Rewrite the part of the listing that runs from the line with "Which spot sits on each instance of the dirt" up to and including the line with "x=488 y=556", putting "soil heap" in place of "dirt mound" and changing nothing else.
━━━━━ Supplied entries ━━━━━
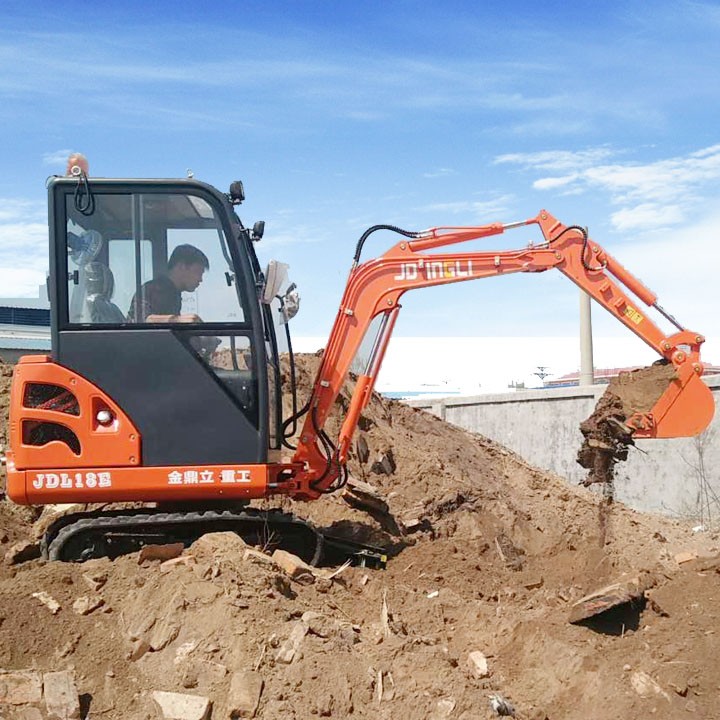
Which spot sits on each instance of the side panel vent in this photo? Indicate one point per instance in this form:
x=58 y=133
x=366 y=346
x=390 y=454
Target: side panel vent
x=41 y=433
x=50 y=397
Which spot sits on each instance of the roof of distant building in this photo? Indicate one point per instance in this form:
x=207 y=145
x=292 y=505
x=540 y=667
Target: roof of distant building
x=608 y=373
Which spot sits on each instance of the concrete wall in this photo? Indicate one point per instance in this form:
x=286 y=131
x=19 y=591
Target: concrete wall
x=676 y=477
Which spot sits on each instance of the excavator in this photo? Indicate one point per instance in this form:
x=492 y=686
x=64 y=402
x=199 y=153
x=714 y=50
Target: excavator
x=183 y=412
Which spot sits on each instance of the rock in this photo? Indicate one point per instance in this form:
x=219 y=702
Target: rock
x=48 y=600
x=443 y=709
x=178 y=706
x=244 y=697
x=645 y=686
x=293 y=566
x=182 y=561
x=501 y=706
x=287 y=651
x=326 y=627
x=362 y=449
x=213 y=544
x=139 y=648
x=95 y=579
x=258 y=557
x=509 y=553
x=533 y=582
x=478 y=664
x=84 y=605
x=362 y=495
x=61 y=695
x=21 y=687
x=27 y=713
x=201 y=673
x=22 y=552
x=160 y=552
x=611 y=596
x=384 y=464
x=164 y=633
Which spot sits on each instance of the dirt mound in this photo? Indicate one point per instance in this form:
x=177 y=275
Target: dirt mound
x=607 y=437
x=488 y=556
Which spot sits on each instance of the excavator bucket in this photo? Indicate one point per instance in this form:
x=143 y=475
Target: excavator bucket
x=684 y=407
x=660 y=401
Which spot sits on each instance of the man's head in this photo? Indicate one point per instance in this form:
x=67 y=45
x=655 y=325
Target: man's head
x=186 y=267
x=77 y=160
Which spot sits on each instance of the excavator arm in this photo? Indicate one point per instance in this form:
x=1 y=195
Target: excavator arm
x=374 y=289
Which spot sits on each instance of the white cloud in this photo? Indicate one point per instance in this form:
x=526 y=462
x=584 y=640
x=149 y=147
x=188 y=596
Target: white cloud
x=647 y=215
x=480 y=209
x=440 y=172
x=655 y=194
x=57 y=157
x=15 y=209
x=554 y=183
x=556 y=160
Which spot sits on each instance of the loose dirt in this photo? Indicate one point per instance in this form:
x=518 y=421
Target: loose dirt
x=488 y=554
x=606 y=434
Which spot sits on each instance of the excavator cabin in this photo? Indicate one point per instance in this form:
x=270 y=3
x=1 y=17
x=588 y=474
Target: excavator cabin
x=192 y=399
x=164 y=382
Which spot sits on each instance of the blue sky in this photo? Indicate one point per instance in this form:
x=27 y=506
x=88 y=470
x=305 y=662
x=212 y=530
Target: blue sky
x=341 y=115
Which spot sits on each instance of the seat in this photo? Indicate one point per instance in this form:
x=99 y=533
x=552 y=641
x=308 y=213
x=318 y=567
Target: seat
x=99 y=286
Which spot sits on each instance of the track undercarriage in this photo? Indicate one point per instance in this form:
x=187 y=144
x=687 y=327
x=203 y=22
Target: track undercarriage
x=83 y=536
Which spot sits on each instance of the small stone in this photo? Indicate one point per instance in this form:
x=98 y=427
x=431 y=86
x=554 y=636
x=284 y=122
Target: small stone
x=478 y=664
x=443 y=708
x=258 y=557
x=22 y=552
x=533 y=583
x=85 y=605
x=21 y=687
x=289 y=649
x=48 y=600
x=179 y=706
x=645 y=686
x=245 y=691
x=138 y=649
x=293 y=566
x=160 y=552
x=61 y=695
x=220 y=542
x=95 y=580
x=164 y=633
x=182 y=561
x=27 y=713
x=384 y=464
x=362 y=449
━━━━━
#### Exercise result
Which spot sits on each instance of the soil heap in this photo? Indicate one point per instance in this form:
x=177 y=275
Target: soil heap
x=607 y=437
x=488 y=556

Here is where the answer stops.